- Opening Delimiter -
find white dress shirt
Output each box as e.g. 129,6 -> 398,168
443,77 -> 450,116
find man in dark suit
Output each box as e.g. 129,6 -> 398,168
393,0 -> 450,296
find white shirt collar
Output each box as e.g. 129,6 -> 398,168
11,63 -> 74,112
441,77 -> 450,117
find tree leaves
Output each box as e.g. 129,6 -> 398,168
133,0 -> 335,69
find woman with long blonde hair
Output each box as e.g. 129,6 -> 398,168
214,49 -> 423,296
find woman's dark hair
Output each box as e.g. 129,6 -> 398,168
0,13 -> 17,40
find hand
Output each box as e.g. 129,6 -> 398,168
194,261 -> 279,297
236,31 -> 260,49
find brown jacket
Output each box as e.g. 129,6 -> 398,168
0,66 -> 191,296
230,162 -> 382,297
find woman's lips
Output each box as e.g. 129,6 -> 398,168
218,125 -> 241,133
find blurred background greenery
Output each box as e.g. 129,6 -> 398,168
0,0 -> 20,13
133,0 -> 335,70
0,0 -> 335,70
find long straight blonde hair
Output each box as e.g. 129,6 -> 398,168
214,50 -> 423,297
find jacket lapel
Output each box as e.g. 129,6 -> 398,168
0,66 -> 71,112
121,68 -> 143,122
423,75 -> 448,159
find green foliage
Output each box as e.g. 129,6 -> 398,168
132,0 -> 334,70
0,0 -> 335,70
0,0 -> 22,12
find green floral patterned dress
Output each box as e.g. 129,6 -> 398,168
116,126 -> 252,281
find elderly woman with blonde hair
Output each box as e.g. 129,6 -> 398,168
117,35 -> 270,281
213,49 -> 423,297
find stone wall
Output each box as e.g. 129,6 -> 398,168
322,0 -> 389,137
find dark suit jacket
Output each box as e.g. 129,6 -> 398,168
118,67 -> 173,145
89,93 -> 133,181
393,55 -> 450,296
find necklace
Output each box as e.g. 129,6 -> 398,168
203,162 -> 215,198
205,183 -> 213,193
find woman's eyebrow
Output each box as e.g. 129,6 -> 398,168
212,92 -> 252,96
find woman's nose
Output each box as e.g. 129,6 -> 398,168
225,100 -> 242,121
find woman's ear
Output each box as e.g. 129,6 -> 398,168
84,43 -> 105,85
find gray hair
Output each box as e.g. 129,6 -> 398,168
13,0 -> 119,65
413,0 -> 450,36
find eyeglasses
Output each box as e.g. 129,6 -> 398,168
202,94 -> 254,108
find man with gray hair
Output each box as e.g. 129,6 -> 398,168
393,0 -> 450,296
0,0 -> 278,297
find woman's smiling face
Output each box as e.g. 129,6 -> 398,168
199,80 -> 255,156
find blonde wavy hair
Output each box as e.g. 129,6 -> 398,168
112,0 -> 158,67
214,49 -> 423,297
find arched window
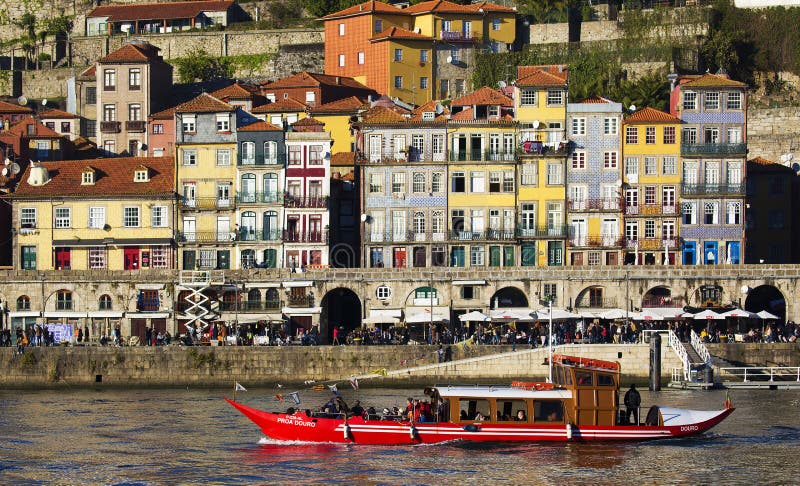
- Closing Delimiter -
Exercise.
Reproduce the entries above word for word. Pictures stay out.

Answer section.
find white dress shirt
Output each box as e.g. 129,6 -> 398,168
443,77 -> 450,116
find man in dark suit
Output each box as e.g. 129,6 -> 398,168
393,0 -> 450,296
find white shirt collar
Output each box as e.g. 129,6 -> 398,168
11,63 -> 74,112
441,77 -> 450,117
find tree leaves
Output each box as e.g. 129,6 -> 398,168
133,0 -> 335,69
find woman with long blonde hair
Output each box as e.g. 129,6 -> 398,168
214,49 -> 423,296
find woman's dark hair
Output each box as e.g. 129,6 -> 398,168
0,13 -> 17,40
find hand
Output each box as e.g. 129,6 -> 398,168
194,261 -> 279,297
236,31 -> 260,49
find brown jacket
Output each box as e.g. 129,6 -> 398,168
0,66 -> 191,296
230,162 -> 382,297
find woman's lips
Output each box as e.g. 129,6 -> 398,168
218,125 -> 241,133
find blurred background greenery
Output each box as e.g. 129,6 -> 398,168
0,0 -> 20,13
133,0 -> 335,70
0,0 -> 335,70
find long straight blonde hair
Output each box as e.g. 129,6 -> 398,168
214,50 -> 423,297
find jacket lapel
Output each box as e.g. 129,6 -> 398,168
0,66 -> 71,112
121,68 -> 143,122
423,75 -> 448,159
find green foliage
Output each box as e.g. 129,6 -> 398,168
132,0 -> 334,70
0,0 -> 335,70
0,0 -> 22,12
find green floral patterned dress
Output each box as e.g. 129,6 -> 398,168
116,126 -> 252,281
find elderly woman with blonde hair
Output each box as e.g. 129,6 -> 398,168
117,35 -> 270,281
213,49 -> 423,297
find stone wall
Output each box as e.g. 129,6 -> 398,168
322,0 -> 389,137
find dark suit jacket
Output each box as e.g. 129,6 -> 398,168
118,67 -> 173,145
89,93 -> 133,181
393,55 -> 450,296
find necklace
Output each box as e.g. 129,6 -> 398,168
203,162 -> 215,198
205,183 -> 213,193
find woman's eyebrow
Output each box as e.g. 129,6 -> 398,168
212,92 -> 252,96
find woman's nose
Output each box as e.g. 129,6 -> 398,168
225,100 -> 242,121
find woman's ear
Output each box as e.g. 129,6 -> 398,168
84,43 -> 105,85
find gray hair
Output each box as e.g. 129,6 -> 398,168
13,0 -> 119,65
413,0 -> 450,36
find eyeglasses
Output each box as e.g. 129,6 -> 398,168
202,94 -> 254,108
find man with gray hair
Output each box as e.g. 129,6 -> 398,168
393,0 -> 450,296
0,0 -> 278,297
find woman's smiling face
Output each box as e.g. 129,6 -> 398,168
199,80 -> 255,156
find blonde wavy hair
Output each box as e.g. 129,6 -> 398,168
112,0 -> 158,67
214,49 -> 423,297
find arched window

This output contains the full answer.